Object location annotation data:
#####
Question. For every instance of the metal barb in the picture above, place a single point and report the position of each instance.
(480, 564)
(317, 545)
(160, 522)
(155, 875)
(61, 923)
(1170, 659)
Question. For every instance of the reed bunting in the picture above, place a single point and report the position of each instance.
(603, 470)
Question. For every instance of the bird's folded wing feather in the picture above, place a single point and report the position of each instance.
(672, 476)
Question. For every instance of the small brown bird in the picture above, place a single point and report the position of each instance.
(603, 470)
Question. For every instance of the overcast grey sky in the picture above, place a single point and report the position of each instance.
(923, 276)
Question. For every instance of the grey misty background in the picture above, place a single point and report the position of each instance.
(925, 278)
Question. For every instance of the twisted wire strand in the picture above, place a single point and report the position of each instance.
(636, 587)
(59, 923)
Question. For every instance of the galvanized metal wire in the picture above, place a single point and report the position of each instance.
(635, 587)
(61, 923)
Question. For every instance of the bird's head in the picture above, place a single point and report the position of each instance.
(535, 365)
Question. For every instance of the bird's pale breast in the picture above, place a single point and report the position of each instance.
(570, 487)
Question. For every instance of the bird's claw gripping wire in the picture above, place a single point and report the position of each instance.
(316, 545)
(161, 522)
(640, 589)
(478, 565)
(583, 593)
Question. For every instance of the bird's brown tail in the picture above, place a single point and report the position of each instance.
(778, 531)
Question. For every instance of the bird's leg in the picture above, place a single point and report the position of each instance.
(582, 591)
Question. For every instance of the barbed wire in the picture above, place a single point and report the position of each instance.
#####
SHORT EXERCISE: Write out all the records above again, exactly as they stand.

TASK SOLUTION:
Question. For every instance of the metal barb in the picture above, place a single point and report the position of each instance.
(480, 564)
(317, 545)
(160, 522)
(155, 875)
(61, 923)
(1170, 659)
Question. For every instance of the reed bunting in the picture above, place a single point and report the position of each instance.
(603, 470)
Question. For every instance of the bird's folded wing feather in the picture above, place a single point and report the position of each instance.
(672, 476)
Question. For every instance of the small brown bird in the picture above, place a single point and report the position of each instance.
(603, 470)
Question. For every instance of the overcast grey sky in the picture above, place a single point and report the position of each instance.
(923, 276)
Question. For every instance of the grey misty background in the picture above, place a single point and report the position of each instance.
(925, 278)
Question. For every instance of the twisted wire strand in the picture above, place a single point and report the position of each instance.
(636, 587)
(59, 923)
Question. For every instance of the galvanized metal wire in the picture above, place a single point and report the position of each instance.
(635, 587)
(61, 923)
Question. For every instance of the bird's head in the picture above, place a single point and report the position of each instance.
(535, 365)
Question. For every instance of the bird's pale breast in the picture above, place a single point and report the position of each instance.
(570, 487)
Question. For every instance of the bird's claw gripping wire in the picture above, place a single point and report the position of each instance.
(316, 545)
(161, 522)
(640, 589)
(478, 565)
(583, 593)
Question. For every instance of the bird's brown tail in the picture above, place a single point and report the position of each instance.
(778, 531)
Question. For every instance of the bird's leg in the picture above, place a single point and report the position of each instance.
(582, 591)
Question. For every instance of the barbed wire in the picture above, place a single point and report the position of each instance.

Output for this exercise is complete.